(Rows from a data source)
* * * * * * * * *

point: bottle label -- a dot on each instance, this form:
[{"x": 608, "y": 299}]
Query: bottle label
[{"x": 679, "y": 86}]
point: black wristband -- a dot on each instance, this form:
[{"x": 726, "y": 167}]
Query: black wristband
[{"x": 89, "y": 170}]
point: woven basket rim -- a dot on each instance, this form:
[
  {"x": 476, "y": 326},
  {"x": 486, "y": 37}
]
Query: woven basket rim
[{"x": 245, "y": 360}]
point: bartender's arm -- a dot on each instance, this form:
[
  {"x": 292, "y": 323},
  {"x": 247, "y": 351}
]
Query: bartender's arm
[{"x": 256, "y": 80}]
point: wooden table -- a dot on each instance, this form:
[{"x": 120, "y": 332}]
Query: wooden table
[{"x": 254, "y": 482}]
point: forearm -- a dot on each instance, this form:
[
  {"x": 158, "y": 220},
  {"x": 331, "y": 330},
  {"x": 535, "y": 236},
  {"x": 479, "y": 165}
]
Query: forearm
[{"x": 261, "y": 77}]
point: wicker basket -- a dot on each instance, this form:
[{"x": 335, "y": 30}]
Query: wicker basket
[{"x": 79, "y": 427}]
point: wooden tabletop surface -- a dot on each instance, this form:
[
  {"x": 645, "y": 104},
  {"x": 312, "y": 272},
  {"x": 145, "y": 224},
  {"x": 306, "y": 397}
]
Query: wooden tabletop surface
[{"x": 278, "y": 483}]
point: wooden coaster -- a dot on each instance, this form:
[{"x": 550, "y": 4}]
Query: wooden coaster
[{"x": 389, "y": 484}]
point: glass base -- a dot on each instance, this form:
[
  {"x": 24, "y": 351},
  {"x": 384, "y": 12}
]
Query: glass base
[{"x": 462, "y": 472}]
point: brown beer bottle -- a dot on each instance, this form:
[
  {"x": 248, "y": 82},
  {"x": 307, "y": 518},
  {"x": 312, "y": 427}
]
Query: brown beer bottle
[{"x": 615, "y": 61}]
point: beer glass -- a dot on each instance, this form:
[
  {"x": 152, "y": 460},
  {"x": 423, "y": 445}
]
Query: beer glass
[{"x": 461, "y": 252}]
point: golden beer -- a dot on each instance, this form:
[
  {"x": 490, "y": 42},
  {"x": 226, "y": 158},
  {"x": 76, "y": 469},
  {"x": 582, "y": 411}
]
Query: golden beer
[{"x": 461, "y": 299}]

* * * * * * * * *

Put every row above into a JSON list of strings, one string per line, with blank lines omitted.

[
  "point: bottle label -- a dot on each instance, this form:",
  "[{\"x\": 608, \"y\": 299}]",
  "Query: bottle label",
  "[{\"x\": 679, \"y\": 86}]",
  "point: black wristband -- a dot on each instance, this form:",
  "[{\"x\": 726, \"y\": 167}]",
  "Query: black wristband",
  "[{\"x\": 89, \"y\": 170}]",
  "point: woven basket rim -- a dot on each instance, this form:",
  "[",
  "  {\"x\": 476, \"y\": 326},",
  "  {\"x\": 486, \"y\": 37}",
  "]",
  "Query: woven basket rim",
  "[{\"x\": 245, \"y\": 360}]",
  "point: bartender's arm -- a dot on each instance, this form:",
  "[",
  "  {\"x\": 292, \"y\": 323},",
  "  {\"x\": 247, \"y\": 351}",
  "]",
  "Query: bartender's arm",
  "[{\"x\": 256, \"y\": 80}]",
  "point: wooden table -- a dot on each instance, this form:",
  "[{\"x\": 120, \"y\": 332}]",
  "Query: wooden table",
  "[{\"x\": 254, \"y\": 482}]",
  "point: forearm -- a dot on each instance, this form:",
  "[",
  "  {\"x\": 158, \"y\": 220},",
  "  {\"x\": 331, \"y\": 330},",
  "  {\"x\": 535, \"y\": 236},",
  "  {\"x\": 479, \"y\": 165}",
  "]",
  "Query: forearm",
  "[{\"x\": 261, \"y\": 77}]",
  "point: wicker basket -- a dot on each instance, this form:",
  "[{\"x\": 335, \"y\": 30}]",
  "Query: wicker basket",
  "[{\"x\": 79, \"y\": 427}]",
  "point: wooden tabletop surface -- a dot on each instance, this form:",
  "[",
  "  {\"x\": 645, \"y\": 104},",
  "  {\"x\": 312, \"y\": 272},",
  "  {\"x\": 145, \"y\": 224},",
  "  {\"x\": 306, \"y\": 397}",
  "]",
  "Query: wooden tabletop surface",
  "[{\"x\": 278, \"y\": 483}]",
  "point: wooden coaster -- a dot on each instance, this form:",
  "[{\"x\": 550, \"y\": 4}]",
  "Query: wooden coaster",
  "[{\"x\": 389, \"y\": 484}]",
  "point: glass base -- a dot on each instance, this form:",
  "[",
  "  {\"x\": 24, \"y\": 351},",
  "  {\"x\": 384, \"y\": 12}",
  "]",
  "Query: glass base",
  "[{\"x\": 462, \"y\": 472}]",
  "point: brown beer bottle -- a dot on each instance, this form:",
  "[",
  "  {\"x\": 248, \"y\": 82},",
  "  {\"x\": 307, \"y\": 518},",
  "  {\"x\": 312, \"y\": 427}",
  "]",
  "Query: brown beer bottle",
  "[{\"x\": 615, \"y\": 61}]",
  "point: beer glass -- a dot on each instance, this form:",
  "[",
  "  {\"x\": 152, \"y\": 460},",
  "  {\"x\": 423, \"y\": 445}",
  "]",
  "Query: beer glass",
  "[{\"x\": 461, \"y\": 252}]",
  "point: golden beer -- a dot on each instance, this form:",
  "[",
  "  {\"x\": 490, \"y\": 42},",
  "  {\"x\": 226, \"y\": 158},",
  "  {\"x\": 76, \"y\": 469},",
  "  {\"x\": 582, \"y\": 411}",
  "]",
  "Query: golden beer",
  "[{\"x\": 461, \"y\": 299}]"
]